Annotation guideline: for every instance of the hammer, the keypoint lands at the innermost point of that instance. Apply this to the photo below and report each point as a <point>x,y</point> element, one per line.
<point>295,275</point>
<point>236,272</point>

#####

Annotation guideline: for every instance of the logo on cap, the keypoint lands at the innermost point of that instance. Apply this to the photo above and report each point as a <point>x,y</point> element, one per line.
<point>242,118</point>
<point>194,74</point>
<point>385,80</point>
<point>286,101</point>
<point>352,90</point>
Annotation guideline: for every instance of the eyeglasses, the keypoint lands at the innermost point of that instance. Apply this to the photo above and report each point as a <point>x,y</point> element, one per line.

#####

*Problem description:*
Look through the entries above and quote exactly the lines from the line with "Annotation guideline: for every instance of the logo" to the line with "Annotation guideline: for every instance of the eyeglasses, the", counting both of those lines.

*Written response:*
Annotation guideline: for every instance of the logo on cap, the keypoint lands at the innermost point of that instance. Apply this to the photo above and report each point as a <point>x,y</point> element, one per line.
<point>242,118</point>
<point>194,74</point>
<point>385,80</point>
<point>286,101</point>
<point>352,90</point>
Annotation guideline: for every instance of the eyeglasses, the keypoint lands at the innermost point of that instance. Apply this to the photo above and report each point as a <point>x,y</point> element, one per line.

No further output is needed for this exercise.